When whites catch a cold in America, blacks catch pneumonia.
The American economy's been under the weather for the past two to three years. At the same time, black Americans faced record levels of unemployment. So the following should be good news for everyone, right?
The U.S. unemployment rate fell last month to its lowest level in more than two and a half years as employers stepped up hiring in response to the slowly improving economy.
The Labor Department said Friday that the unemployment rate dropped to 8.6 percent last month from 9 percent in October. The rate hasn't been that low since March 2009, during the depths of the recession.
That's good news, right? Read on.
However, unemployment ticked up amongst African-Americans up from 15.1 to 15.5 percent and black teen joblessness also went up from 37.8 to 39.6, after three straight months of drops.
But it's not all good news for Americans in general:
Still, 13.3 million Americans remain unemployed. And a key reason the unemployment rate fell so much was because roughly 315,000 people had given up looking for work and were no longer counted as unemployed.
So the real reason behind the lower unemployment numbers was scores of people giving up any hope of finding any sort of employment, or finding alternative forms of employment that wouldn't necessarily be counted in the stats (i.e. freelancing).
Meanwhile, the unemployment rate in black communities remains double of what whites face. When America comes down with pneumonia, black Americans come down with West Nile virus.
I can imagine Newton Leroy Gingrich taking a look at these statistics and coming to the conclusion that this validates blacks as being "lazy" and otherwise unmotivated to do anything that doesn't involve slinging drugs or stealing televisions. You know how Leroy and his people can get.

◆ ◆ ◆ ◆

Copy the passage of the unemployment post that begins at "The American economy's" and stops after "for everyone, right?".

◆ ◆ ◆ ◆

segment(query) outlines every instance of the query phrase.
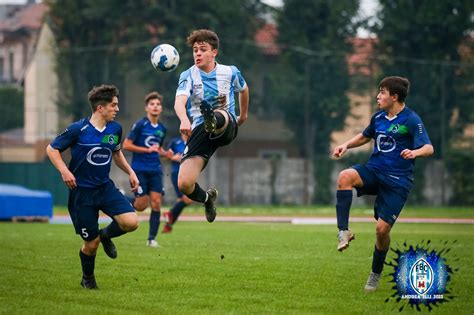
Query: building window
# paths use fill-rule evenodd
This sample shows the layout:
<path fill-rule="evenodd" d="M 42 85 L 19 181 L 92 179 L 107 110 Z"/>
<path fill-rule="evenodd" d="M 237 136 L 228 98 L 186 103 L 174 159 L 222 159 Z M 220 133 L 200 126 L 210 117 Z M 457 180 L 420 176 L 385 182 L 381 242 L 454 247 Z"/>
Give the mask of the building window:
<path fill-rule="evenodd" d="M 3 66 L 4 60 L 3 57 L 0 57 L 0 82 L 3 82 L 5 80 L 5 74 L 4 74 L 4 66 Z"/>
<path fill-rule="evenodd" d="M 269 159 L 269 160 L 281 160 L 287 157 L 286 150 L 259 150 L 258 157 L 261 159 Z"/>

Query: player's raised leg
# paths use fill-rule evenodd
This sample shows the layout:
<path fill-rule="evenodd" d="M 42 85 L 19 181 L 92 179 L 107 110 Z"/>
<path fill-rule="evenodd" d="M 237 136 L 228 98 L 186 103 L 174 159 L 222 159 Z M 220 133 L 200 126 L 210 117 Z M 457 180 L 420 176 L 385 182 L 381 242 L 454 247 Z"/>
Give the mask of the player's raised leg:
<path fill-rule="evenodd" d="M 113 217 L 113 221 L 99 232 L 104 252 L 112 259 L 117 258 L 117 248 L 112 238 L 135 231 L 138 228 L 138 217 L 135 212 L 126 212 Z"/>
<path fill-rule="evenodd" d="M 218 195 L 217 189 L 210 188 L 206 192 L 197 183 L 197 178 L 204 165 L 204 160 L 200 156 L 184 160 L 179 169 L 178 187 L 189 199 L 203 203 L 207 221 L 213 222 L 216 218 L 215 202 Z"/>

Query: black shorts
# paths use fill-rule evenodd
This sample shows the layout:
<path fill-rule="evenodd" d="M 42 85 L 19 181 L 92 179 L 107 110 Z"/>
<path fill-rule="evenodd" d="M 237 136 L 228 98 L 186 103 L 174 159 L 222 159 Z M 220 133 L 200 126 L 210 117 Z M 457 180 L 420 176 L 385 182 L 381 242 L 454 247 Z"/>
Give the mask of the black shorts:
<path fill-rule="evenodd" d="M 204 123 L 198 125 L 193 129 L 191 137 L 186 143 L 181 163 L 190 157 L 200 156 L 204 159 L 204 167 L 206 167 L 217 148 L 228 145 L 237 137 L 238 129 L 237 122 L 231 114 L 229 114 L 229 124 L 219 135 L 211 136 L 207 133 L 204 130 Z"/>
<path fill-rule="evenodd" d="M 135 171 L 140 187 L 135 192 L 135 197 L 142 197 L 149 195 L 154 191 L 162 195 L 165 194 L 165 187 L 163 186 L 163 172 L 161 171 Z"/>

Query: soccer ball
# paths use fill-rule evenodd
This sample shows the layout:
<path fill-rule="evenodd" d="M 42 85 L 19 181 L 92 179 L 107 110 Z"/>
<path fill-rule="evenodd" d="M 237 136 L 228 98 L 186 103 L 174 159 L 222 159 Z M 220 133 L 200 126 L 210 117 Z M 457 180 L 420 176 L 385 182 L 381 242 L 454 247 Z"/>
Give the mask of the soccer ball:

◆ ◆ ◆ ◆

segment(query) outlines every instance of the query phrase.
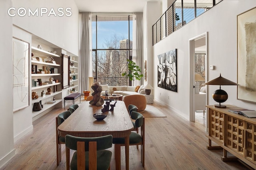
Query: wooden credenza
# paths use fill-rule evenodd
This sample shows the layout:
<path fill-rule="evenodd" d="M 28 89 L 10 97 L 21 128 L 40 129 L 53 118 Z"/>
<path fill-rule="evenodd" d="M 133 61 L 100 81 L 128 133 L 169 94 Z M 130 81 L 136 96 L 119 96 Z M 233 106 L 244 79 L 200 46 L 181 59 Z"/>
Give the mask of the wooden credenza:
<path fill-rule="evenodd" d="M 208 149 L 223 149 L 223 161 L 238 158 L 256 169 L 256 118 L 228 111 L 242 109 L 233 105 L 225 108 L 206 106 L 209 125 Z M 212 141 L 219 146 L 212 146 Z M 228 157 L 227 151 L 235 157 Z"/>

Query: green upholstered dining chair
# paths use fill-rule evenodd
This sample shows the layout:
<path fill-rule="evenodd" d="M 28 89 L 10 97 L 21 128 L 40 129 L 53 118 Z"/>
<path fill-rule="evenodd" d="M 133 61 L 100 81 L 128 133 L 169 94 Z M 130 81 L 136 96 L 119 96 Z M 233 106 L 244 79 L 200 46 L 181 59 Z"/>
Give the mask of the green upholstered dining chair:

◆ ◆ ◆ ◆

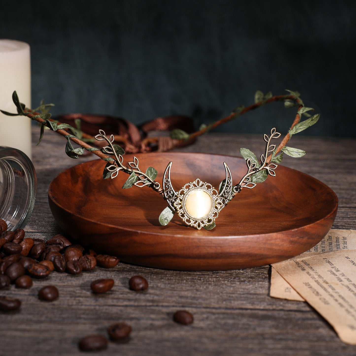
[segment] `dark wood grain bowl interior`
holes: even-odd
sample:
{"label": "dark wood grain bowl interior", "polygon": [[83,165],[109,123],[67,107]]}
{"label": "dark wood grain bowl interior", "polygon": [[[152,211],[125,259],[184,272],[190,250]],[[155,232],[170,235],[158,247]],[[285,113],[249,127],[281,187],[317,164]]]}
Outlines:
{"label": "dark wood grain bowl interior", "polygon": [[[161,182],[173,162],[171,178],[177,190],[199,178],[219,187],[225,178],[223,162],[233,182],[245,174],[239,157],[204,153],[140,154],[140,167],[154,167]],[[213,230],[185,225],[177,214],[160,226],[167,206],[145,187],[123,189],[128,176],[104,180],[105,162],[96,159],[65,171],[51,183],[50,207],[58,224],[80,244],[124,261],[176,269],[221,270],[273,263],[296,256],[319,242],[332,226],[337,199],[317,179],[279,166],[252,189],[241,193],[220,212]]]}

◆ ◆ ◆ ◆

Solved problem:
The American economy's been under the weather for the past two to three years. At the same time, black Americans faced record levels of unemployment. So the following should be good news for everyone, right?